Extract>
# Lost albino ferret



## mandiibabez (Feb 23, 2009)

if any1 lives in warrington (culcheth) and u find a albino ferret.. (shes called malibu) please let me know... i no its a long shot but shes my baby!


----------



## hawksport (Dec 27, 2009)

If she has escaped from her cage leave it open with food in they usually return


----------



## mandiibabez (Feb 23, 2009)

ive left sum food and her blanket out but she dusnt seem to have come back  its been 2 days now


----------



## DKDREAM (Sep 15, 2008)

nock on doors near you, ask them to check sheds,gardens.


----------



## mandiibabez (Feb 23, 2009)

i have done  ive put it on facebook rang all the vets and rescue centres. they will give me a ring if any1 hands her in ... its like looking for a needle in a haystack. my other ferret (the lost ones mummy) looks really upset shes just following me around


----------



## DKDREAM (Sep 15, 2008)

I am so sorry I hope she is found soon.


----------



## mandiibabez (Feb 23, 2009)

MY FERRET HAS BEEN FOUND! they are bringin her over later  thay found her trying to chase a cat lol, sounds about right. im soo happy! if any1 ever looses there baby dont give up looking, i never 4t id see her agen after 4 days


----------



## hawksport (Dec 27, 2009)

Good news. How far had she gone?


----------



## mandiibabez (Feb 23, 2009)

im not sure they didnt say? the people who have kept her, keep ferrets in the village that i live in so the vets had called them to see if they could look after her.  bet shes had the time of her life, whilst ive been worried sick lol


----------



## poppydog1 (Mar 26, 2010)

Great news:thumbup:


----------



## animalzrule (Nov 17, 2010)

i would hate it if i lost Abby my dog i want ferrets but i will have to wait a couple more years lol! brilliant news that youve found her!


----------



## Pampered pets (Jun 20, 2009)

Glad you have found her  i once lost one for 15 days so never give up.


----------

Dataset>
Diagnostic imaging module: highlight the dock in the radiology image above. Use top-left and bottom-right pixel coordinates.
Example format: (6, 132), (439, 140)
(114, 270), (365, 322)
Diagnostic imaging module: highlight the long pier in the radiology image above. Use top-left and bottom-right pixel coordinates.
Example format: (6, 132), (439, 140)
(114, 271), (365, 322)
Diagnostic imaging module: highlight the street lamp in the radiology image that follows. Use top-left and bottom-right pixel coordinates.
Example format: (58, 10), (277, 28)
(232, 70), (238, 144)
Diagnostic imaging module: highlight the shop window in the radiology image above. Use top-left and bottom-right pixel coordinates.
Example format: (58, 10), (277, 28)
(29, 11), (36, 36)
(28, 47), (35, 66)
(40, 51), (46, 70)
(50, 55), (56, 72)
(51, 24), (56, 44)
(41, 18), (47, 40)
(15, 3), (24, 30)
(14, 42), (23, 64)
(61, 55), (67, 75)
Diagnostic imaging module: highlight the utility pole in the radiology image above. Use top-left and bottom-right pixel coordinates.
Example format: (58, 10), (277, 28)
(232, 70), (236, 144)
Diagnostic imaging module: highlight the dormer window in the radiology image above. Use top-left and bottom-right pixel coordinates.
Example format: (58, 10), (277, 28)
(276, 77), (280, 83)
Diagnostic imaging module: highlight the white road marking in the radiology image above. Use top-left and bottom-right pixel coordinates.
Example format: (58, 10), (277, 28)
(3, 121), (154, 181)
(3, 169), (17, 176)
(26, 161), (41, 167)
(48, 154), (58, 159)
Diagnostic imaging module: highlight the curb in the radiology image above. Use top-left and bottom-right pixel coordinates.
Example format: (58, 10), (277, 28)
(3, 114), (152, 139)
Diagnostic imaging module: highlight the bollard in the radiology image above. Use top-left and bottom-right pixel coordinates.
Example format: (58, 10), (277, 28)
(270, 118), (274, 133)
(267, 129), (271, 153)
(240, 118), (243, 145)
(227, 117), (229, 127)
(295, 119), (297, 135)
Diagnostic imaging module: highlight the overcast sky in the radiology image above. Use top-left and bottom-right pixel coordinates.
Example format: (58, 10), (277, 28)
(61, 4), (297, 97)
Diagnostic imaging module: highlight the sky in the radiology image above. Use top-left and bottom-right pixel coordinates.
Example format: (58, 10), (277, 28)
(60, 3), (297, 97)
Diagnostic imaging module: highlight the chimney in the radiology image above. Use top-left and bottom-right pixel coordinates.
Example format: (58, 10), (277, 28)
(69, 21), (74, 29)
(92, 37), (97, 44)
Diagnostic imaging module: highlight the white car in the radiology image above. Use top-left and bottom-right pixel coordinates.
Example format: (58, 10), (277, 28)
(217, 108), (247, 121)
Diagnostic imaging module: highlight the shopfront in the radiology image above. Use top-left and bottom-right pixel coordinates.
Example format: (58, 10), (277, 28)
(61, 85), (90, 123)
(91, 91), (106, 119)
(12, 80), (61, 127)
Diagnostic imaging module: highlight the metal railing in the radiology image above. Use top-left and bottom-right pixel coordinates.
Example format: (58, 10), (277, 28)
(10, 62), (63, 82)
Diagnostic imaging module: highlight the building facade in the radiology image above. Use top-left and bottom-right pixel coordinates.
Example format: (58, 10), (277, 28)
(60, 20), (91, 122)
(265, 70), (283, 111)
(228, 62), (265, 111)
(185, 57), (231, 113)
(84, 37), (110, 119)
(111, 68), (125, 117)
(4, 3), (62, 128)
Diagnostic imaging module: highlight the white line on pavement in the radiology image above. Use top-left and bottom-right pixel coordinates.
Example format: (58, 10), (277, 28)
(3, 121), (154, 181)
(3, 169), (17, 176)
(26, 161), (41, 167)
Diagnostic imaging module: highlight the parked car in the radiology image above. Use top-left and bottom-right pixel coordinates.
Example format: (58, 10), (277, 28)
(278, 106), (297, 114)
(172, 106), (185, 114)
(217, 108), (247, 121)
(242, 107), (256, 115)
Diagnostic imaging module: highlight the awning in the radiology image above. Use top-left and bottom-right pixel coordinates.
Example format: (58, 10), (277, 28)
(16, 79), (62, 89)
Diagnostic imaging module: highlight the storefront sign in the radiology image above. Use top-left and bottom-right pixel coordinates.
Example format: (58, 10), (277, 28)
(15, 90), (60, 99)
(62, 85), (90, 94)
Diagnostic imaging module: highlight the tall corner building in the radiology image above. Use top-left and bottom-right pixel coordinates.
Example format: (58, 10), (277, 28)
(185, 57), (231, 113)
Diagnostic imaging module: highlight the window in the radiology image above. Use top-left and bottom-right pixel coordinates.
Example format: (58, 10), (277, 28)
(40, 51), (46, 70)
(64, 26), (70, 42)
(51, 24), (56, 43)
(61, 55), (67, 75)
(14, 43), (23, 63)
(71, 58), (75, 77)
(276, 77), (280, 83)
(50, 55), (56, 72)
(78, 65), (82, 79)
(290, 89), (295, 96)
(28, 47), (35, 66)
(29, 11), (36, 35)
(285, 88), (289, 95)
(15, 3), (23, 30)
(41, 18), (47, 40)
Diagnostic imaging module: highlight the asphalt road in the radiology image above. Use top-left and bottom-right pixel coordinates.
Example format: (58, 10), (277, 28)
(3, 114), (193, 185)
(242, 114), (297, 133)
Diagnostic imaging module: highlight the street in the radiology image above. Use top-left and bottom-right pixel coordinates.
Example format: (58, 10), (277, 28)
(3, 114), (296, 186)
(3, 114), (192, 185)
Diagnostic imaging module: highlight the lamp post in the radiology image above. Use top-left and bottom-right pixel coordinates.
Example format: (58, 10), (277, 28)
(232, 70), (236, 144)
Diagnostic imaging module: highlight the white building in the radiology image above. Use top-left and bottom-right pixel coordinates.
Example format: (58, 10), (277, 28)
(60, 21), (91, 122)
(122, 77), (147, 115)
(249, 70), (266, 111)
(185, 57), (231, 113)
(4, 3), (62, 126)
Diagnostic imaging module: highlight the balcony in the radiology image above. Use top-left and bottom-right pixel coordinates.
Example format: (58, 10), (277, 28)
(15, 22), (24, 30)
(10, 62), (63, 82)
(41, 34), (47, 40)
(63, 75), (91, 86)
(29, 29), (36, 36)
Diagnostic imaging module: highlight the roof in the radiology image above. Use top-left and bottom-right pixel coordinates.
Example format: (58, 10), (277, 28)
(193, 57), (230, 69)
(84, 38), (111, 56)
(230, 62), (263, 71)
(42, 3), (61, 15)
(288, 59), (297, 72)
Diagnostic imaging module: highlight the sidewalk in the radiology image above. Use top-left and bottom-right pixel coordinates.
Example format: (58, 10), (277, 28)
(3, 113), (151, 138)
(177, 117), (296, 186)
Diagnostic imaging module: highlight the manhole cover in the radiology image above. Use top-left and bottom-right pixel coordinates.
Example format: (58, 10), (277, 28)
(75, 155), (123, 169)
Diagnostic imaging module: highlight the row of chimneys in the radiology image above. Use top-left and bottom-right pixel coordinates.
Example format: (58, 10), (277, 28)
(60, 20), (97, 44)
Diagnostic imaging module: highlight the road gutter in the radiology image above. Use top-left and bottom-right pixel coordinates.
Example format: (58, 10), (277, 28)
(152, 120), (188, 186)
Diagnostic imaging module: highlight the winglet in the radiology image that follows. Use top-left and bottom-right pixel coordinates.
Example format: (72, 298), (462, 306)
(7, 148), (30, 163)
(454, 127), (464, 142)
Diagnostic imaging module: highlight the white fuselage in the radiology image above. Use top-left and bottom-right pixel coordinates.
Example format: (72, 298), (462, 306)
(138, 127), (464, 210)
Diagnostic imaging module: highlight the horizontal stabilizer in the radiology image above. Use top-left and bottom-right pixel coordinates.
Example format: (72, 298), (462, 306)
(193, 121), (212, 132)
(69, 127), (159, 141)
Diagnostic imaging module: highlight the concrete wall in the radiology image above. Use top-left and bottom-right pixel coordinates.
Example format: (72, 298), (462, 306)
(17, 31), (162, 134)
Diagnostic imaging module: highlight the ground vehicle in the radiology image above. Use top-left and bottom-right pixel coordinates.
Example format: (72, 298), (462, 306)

What is expected> Name each different user who posts in the lost-ferret thread, listing every one only once.

Full response> mandiibabez, hawksport, DKDREAM, poppydog1, animalzrule, Pampered pets